* [SHORT PROBLEM]
Copy all of the records below line for line, leaving every character unchanged.

* [Contour labeling entries]
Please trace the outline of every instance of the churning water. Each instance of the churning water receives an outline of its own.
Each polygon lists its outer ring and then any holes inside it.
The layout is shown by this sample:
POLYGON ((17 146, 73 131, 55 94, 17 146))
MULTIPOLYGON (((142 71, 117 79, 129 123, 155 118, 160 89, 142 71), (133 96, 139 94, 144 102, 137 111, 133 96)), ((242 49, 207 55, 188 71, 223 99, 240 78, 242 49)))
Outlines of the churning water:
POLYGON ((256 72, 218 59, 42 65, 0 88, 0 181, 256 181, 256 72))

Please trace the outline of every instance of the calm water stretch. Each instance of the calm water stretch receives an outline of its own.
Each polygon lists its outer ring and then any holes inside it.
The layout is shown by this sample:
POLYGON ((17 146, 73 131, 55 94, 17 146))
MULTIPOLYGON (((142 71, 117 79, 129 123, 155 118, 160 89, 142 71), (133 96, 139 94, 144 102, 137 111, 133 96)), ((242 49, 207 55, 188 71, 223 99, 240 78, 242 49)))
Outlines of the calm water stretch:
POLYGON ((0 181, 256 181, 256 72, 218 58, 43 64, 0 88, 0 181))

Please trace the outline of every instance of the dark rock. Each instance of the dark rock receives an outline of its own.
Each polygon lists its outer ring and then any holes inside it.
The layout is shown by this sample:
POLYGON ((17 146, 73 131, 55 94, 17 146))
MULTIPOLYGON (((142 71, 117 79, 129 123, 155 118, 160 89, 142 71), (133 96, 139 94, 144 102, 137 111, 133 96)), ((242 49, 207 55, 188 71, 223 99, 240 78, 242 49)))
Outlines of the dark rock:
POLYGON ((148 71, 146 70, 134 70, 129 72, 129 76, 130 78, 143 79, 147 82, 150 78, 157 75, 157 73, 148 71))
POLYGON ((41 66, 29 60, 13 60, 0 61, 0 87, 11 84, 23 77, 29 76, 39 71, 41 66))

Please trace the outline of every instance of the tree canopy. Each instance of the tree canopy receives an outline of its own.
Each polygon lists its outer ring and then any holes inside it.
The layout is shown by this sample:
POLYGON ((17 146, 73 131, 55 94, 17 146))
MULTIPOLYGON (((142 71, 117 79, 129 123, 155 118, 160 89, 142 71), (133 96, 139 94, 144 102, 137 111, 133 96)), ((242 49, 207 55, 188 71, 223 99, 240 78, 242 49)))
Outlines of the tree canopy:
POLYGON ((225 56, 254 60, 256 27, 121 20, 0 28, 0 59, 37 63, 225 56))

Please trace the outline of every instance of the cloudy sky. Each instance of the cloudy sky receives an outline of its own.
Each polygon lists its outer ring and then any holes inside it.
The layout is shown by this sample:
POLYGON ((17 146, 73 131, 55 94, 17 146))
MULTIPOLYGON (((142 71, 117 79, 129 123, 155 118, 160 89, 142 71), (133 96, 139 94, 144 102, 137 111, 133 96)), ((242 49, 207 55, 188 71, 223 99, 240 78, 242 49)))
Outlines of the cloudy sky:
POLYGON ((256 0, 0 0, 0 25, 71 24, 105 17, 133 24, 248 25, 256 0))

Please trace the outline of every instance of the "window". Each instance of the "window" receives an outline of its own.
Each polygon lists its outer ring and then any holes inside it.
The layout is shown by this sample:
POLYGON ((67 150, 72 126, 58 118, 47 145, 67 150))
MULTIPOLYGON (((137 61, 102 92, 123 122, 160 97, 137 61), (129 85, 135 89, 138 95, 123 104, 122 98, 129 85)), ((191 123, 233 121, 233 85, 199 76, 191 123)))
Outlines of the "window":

* [FULL SOLUTION]
Please trace the outline of every instance of the churning water. Each instance of the churning water receives an outline of its own.
Each polygon lists its outer ring and then any holes inside it.
The layout is shown by this sample:
POLYGON ((17 146, 73 131, 55 94, 17 146))
MULTIPOLYGON (((142 71, 117 79, 129 123, 155 118, 160 89, 142 71), (133 96, 139 94, 144 102, 137 111, 133 96)), ((242 49, 207 55, 188 71, 223 99, 240 78, 242 49)))
Outlines of the churning water:
POLYGON ((256 72, 218 59, 42 65, 0 88, 0 181, 256 181, 256 72))

Please trace the outline of every instance of the calm water stretch. Each instance of the calm water stretch receives an outline of its own.
Each polygon lists its outer ring and then any holes inside it.
The layout is shown by this sample:
POLYGON ((17 146, 73 131, 55 94, 17 146))
MULTIPOLYGON (((142 71, 117 79, 129 123, 155 118, 160 89, 142 71), (133 96, 139 94, 144 102, 137 111, 133 96)), ((242 49, 207 55, 188 71, 223 99, 240 78, 242 49)))
Outlines of the calm water stretch:
POLYGON ((0 181, 256 181, 256 72, 218 58, 43 64, 0 88, 0 181))

Please trace the outline of every instance of the dark rock. Each instance of the dark rock receives an outline of its own.
Each polygon lists its outer ring and then any holes inside it.
The layout is shown by this sample:
POLYGON ((17 146, 73 131, 55 94, 17 146))
MULTIPOLYGON (((142 71, 117 79, 129 123, 155 118, 160 89, 142 71), (133 96, 139 94, 144 102, 137 111, 133 96)), ((242 49, 207 55, 188 71, 223 99, 240 78, 242 49)))
Outlines of the dark rock:
POLYGON ((148 71, 146 70, 134 70, 129 72, 129 76, 130 78, 143 79, 147 82, 150 78, 157 75, 157 73, 148 71))
POLYGON ((41 66, 29 60, 13 60, 0 61, 0 87, 11 84, 23 77, 29 76, 39 71, 41 66))

Please trace the outline of every instance of the tree canopy. Each instance of the tree canopy receives an outline of its own.
Each polygon lists its outer ring and then any holes inside it.
The layout is shown by this sample:
POLYGON ((17 146, 73 131, 55 94, 17 146))
MULTIPOLYGON (((142 71, 117 79, 129 123, 155 118, 160 89, 142 71), (133 96, 139 94, 144 102, 137 111, 133 96)), ((242 49, 207 55, 188 71, 223 99, 240 78, 242 49)))
Outlines of the tree canopy:
POLYGON ((225 56, 254 60, 256 27, 121 20, 0 28, 0 59, 37 63, 225 56))

Please trace the outline of every instance of the cloudy sky. Each instance of the cloudy sky receives an outline of its own.
Each polygon lists its outer ring and then any holes inside it.
The layout is shown by this sample:
POLYGON ((17 146, 73 131, 55 94, 17 146))
MULTIPOLYGON (((142 71, 117 79, 129 123, 155 118, 160 89, 142 71), (133 96, 139 94, 144 102, 137 111, 133 96)), ((242 49, 207 55, 188 71, 223 99, 240 78, 242 49)))
Outlines of the cloudy sky:
POLYGON ((256 0, 0 0, 0 25, 71 24, 105 17, 133 24, 248 25, 256 0))

Please trace the outline of every instance of the "window". Each instance of the "window" receives an outline of its own.
Each polygon lists its outer ring and then any holes inside it.
The layout is shown by this sample:
POLYGON ((67 150, 72 126, 58 118, 47 145, 67 150))
MULTIPOLYGON (((137 61, 102 92, 123 122, 160 97, 137 61), (129 85, 135 89, 138 95, 123 104, 122 98, 129 85)), ((191 123, 233 121, 233 85, 199 76, 191 123)))
Outlines of the "window":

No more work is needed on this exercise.